▶ Source document:
- Written by: Jana Flašková Václav Chaloupek
- Directed by: Václav Chaloupek
- Starring: Viktor Preiss (narrator)
- Composer: Samson Lenk
- Country of origin: Czech Republic
- Original language: Czech
- No. of seasons: 1
- No. of episodes: 13

Production
- Running time: 7-10 minutes

Original release
- Network: Czech Television
- Release: 5 January – 17 January 2003

= Vydrýsek =

Vydrýsek is a Czech television series filmed in 2001 and 2002 and first broadcast as part of the evening program in January 2003.

The series is part of a cycle series of natural history stories that Václav Chaloupek invented and realized for Czech Television. Each series was dedicated to a different animal species.

The filming was done by a group of cameramen led by Jiří Bálek, others were František Čech, Oldřich Mikulica, Aleš Toman and Radek Všetečka. The music was composed by Jaroslav Samson Lenk, the series was narrated by Viktor Preiss. 13 episodes were filmed, ranging from about 7 to 10 minutes.

▶ What is asked:
**A)** According to the Vydrýsek entry, on which network was the series originally released?
**B)** List every member of the camera crew that the Vydrýsek entry names as having filmed the series.
**C)** Return the passage of the Vydrýsek entry that starts at the words "Original release" and ends after "in January 2003.".

▶ Source excerpt:
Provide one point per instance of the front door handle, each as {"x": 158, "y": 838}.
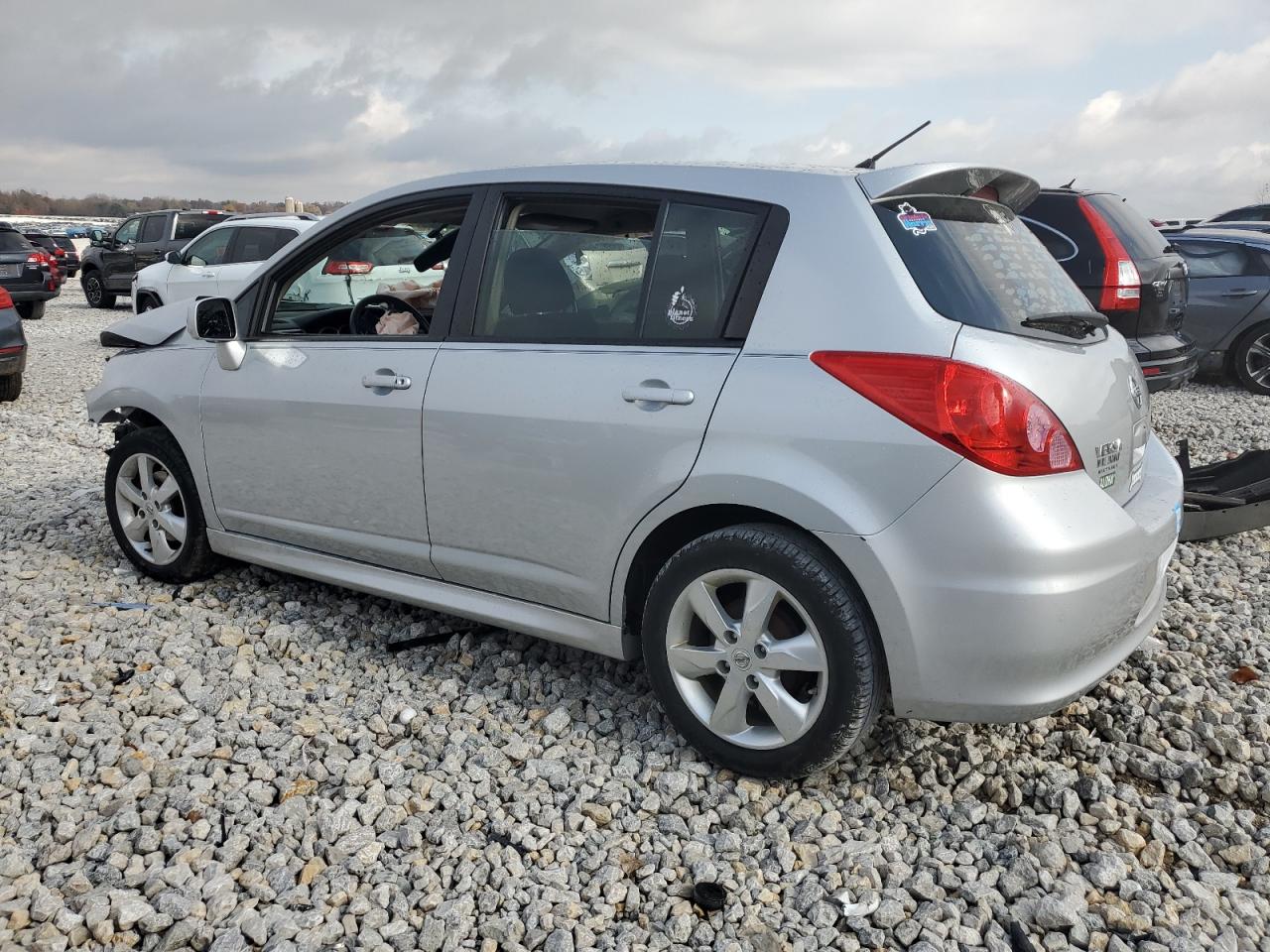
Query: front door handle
{"x": 386, "y": 381}
{"x": 654, "y": 394}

▶ Exercise results:
**A)** Czech Television

**B)** Jiří Bálek, František Čech, Oldřich Mikulica, Aleš Toman, Radek Všetečka

**C)**
Original release
- Network: Czech Television
- Release: 5 January – 17 January 2003

= Vydrýsek =

Vydrýsek is a Czech television series filmed in 2001 and 2002 and first broadcast as part of the evening program in January 2003.